**GOAL**
Arrange the lines of the items below, from the line containing "Note: one point per instance of the large" through the line containing "(153, 1001)", inclusive, as a Markdown table with the columns Row and Text. Number each line and leave out any blank lines.
#### GIVEN DATA ####
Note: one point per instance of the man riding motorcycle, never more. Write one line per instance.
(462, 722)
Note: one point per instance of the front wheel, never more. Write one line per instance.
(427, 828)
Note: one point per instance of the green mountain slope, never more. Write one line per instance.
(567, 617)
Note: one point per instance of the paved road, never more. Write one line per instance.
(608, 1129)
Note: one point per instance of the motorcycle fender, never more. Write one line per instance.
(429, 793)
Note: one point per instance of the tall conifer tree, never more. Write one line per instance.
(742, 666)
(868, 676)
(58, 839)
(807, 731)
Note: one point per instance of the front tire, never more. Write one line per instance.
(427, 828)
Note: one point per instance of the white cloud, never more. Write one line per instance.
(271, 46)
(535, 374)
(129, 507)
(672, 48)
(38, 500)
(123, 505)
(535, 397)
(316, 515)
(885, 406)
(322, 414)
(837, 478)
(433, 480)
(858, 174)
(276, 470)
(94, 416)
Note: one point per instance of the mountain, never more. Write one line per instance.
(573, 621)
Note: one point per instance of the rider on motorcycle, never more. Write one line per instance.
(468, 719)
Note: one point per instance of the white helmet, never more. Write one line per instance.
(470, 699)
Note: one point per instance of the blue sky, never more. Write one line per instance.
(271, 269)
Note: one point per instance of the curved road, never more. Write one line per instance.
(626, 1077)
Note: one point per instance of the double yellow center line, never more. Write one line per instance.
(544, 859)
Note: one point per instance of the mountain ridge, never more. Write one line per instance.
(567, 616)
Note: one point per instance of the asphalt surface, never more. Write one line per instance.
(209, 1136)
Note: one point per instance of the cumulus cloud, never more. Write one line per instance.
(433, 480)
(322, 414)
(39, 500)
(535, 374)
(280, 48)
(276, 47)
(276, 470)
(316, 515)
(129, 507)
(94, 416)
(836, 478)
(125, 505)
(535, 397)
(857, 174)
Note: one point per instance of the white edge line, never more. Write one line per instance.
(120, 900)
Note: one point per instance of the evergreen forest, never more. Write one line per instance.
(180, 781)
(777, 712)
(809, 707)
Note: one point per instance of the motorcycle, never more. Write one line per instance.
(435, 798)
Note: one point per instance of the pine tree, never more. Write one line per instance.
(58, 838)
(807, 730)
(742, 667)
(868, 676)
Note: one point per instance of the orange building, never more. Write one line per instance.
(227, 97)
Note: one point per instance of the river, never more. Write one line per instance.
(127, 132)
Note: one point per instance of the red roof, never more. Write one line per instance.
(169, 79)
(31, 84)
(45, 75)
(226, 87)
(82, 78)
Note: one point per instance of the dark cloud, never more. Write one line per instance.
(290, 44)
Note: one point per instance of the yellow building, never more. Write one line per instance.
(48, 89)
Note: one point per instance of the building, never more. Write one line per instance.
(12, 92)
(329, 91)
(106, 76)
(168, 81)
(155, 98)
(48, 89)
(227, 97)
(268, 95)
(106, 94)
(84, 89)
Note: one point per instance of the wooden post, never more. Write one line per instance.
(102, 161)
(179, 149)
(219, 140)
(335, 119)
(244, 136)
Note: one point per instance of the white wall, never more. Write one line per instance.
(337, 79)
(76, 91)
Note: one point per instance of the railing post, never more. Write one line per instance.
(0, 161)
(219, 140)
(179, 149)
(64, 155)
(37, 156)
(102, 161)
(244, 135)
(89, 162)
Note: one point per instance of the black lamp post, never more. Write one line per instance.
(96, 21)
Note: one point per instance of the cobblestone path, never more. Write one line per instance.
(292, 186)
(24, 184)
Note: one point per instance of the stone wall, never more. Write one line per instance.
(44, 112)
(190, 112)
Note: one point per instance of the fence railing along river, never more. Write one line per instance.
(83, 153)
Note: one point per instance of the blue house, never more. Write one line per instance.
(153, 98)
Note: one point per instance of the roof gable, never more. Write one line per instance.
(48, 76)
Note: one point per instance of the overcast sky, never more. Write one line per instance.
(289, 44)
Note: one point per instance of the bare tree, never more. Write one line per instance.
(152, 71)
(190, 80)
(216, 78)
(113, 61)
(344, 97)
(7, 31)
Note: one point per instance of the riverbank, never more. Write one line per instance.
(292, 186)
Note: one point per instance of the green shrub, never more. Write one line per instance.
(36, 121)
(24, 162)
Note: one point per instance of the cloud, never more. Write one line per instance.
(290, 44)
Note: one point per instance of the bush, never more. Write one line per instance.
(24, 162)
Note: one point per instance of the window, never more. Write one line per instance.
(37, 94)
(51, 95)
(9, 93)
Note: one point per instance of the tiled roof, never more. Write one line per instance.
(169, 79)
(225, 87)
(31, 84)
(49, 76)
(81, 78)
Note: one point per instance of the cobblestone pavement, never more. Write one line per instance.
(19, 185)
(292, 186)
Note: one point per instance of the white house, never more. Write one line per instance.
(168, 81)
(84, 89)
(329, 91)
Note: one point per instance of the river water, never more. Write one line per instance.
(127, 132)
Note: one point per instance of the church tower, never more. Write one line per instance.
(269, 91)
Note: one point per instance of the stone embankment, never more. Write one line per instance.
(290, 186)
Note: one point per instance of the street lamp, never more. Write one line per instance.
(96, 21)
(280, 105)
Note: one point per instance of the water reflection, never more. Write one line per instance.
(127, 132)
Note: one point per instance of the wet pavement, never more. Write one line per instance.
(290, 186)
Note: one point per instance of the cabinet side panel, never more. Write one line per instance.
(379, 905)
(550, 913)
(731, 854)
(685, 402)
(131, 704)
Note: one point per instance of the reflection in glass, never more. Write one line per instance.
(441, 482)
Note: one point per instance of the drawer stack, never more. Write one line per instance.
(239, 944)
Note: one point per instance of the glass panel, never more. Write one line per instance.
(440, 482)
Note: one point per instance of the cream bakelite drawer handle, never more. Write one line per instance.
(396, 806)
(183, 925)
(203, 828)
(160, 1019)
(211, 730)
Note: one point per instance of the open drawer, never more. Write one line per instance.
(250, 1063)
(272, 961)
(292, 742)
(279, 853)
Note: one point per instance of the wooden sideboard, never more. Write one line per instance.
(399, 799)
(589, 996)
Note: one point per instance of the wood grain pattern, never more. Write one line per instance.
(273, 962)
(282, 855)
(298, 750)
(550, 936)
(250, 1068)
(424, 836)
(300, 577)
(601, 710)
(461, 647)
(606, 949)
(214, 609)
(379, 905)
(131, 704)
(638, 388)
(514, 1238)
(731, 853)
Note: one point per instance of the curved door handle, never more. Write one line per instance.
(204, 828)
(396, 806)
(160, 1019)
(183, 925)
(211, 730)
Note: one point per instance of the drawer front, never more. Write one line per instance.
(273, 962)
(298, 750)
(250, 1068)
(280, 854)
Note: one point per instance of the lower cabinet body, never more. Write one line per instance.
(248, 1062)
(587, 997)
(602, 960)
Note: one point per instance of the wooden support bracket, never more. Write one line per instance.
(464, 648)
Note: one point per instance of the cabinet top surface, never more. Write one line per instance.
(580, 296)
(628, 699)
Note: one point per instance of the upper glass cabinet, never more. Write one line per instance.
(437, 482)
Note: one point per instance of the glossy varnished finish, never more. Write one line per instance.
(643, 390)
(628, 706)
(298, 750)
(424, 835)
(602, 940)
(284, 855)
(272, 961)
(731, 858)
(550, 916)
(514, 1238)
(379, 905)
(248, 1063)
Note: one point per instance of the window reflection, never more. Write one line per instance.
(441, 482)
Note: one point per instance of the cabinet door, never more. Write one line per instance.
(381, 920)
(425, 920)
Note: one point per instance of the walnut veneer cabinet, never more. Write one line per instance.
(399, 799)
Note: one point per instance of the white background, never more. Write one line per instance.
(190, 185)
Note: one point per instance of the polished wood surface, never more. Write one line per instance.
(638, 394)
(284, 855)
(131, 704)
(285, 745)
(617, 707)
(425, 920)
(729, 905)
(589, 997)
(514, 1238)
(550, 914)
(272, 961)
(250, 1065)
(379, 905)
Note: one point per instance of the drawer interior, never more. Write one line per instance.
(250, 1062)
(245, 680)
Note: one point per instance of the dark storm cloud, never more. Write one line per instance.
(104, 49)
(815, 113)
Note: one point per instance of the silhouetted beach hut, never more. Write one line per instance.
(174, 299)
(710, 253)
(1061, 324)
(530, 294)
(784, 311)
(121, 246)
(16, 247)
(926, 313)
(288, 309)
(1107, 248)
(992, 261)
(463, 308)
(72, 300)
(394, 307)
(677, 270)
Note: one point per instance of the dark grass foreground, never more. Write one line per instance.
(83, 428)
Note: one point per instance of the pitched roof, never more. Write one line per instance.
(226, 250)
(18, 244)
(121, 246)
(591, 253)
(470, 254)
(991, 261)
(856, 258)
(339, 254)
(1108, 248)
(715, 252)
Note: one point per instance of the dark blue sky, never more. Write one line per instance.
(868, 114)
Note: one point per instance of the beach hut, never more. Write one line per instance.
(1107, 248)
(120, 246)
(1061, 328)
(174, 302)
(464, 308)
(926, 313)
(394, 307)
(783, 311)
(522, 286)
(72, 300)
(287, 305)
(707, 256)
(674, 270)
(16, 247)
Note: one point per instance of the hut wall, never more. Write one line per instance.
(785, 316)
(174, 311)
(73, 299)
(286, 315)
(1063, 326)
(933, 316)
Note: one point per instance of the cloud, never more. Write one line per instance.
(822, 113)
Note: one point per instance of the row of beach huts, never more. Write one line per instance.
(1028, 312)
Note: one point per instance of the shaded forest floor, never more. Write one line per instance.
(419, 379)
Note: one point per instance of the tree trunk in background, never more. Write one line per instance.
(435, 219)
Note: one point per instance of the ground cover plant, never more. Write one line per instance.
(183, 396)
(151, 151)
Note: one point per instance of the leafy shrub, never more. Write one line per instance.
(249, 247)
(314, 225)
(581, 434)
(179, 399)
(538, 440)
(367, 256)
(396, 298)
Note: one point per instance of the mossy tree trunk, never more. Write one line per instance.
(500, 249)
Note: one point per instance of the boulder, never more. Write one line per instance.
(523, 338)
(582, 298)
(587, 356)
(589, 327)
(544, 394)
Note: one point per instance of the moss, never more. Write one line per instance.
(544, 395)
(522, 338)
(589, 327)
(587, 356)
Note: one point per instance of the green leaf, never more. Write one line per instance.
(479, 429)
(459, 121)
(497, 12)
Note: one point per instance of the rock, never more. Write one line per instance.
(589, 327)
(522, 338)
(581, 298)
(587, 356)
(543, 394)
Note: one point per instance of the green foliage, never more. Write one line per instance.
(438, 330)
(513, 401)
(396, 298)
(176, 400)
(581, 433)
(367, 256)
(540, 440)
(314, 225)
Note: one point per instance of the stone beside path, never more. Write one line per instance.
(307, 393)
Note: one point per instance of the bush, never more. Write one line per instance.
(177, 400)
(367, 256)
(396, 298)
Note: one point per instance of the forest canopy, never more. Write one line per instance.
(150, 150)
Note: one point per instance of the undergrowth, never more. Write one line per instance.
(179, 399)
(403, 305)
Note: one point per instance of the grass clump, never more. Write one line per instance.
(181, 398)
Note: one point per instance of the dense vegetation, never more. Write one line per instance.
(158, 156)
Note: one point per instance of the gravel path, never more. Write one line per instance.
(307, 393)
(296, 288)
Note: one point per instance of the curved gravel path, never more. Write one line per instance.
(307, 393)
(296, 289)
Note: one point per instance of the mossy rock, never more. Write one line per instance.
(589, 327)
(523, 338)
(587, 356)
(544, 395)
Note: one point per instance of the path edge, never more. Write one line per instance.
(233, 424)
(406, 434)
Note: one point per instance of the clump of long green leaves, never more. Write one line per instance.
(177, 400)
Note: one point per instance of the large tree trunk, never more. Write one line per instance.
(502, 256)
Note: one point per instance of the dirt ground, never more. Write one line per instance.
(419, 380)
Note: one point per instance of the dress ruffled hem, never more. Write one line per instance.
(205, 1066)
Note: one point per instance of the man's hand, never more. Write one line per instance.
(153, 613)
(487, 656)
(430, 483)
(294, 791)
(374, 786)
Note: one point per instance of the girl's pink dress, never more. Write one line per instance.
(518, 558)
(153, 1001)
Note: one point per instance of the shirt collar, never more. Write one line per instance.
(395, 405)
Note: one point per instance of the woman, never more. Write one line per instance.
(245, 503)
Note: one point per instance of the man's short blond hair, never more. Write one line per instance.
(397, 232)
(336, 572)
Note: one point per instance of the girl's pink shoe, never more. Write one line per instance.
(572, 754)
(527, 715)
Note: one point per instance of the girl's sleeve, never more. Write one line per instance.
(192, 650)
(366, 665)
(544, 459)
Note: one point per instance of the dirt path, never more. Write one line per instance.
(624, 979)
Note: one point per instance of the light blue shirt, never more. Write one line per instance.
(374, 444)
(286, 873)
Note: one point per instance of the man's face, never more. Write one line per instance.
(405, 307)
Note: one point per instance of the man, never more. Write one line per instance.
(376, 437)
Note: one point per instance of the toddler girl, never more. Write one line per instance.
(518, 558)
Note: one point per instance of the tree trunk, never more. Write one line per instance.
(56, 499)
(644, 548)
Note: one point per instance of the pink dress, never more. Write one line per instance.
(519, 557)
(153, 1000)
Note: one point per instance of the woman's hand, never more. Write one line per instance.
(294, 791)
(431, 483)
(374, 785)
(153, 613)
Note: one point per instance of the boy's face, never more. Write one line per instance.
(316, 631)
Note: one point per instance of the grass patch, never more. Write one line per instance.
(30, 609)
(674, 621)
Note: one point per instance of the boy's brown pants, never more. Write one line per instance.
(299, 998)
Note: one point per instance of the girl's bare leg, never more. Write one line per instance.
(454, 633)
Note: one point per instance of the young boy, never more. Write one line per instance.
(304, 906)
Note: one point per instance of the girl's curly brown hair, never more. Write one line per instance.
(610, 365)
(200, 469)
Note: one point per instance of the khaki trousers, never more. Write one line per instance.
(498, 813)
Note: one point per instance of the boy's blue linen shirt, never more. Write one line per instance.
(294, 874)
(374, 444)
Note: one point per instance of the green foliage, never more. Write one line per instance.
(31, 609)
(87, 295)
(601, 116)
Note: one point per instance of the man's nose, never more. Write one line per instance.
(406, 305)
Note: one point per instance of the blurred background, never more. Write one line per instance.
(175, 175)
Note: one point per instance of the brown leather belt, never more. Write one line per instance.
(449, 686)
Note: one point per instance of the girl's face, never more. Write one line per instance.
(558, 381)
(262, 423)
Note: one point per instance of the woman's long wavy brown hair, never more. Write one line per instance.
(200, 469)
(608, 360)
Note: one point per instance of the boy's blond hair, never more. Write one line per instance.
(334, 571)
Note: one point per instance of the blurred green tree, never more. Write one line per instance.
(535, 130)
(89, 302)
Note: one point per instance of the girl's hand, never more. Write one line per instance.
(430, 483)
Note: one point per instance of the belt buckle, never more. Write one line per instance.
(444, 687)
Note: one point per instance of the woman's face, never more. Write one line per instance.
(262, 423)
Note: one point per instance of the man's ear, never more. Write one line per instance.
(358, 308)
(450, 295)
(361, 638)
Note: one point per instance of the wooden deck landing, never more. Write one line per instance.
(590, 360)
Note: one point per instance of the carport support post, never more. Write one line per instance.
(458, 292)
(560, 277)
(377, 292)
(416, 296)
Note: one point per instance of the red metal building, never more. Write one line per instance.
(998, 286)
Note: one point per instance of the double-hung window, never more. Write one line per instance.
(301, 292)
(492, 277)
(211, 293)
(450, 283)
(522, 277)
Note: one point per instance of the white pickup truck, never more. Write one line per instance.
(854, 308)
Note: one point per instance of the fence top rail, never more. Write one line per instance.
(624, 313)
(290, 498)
####
**ANSWER BELOW**
| Row | Text |
|---|---|
| 1 | Note: one point per instance of the large tree trunk, never more. Write one line per instance. |
| 2 | (502, 256) |
| 3 | Note: one point per instance of the dirt ground, never more. Write one line per instance. |
| 4 | (419, 380) |
| 5 | Note: one point per instance of the dress ruffled hem, never more. Write one line per instance. |
| 6 | (205, 1066) |
| 7 | Note: one point per instance of the man's hand, never more. Write one line per instance. |
| 8 | (153, 613) |
| 9 | (487, 656) |
| 10 | (430, 483) |
| 11 | (294, 791) |
| 12 | (374, 786) |
| 13 | Note: one point per instance of the girl's pink dress, never more. Write one line per instance. |
| 14 | (518, 558) |
| 15 | (153, 1001) |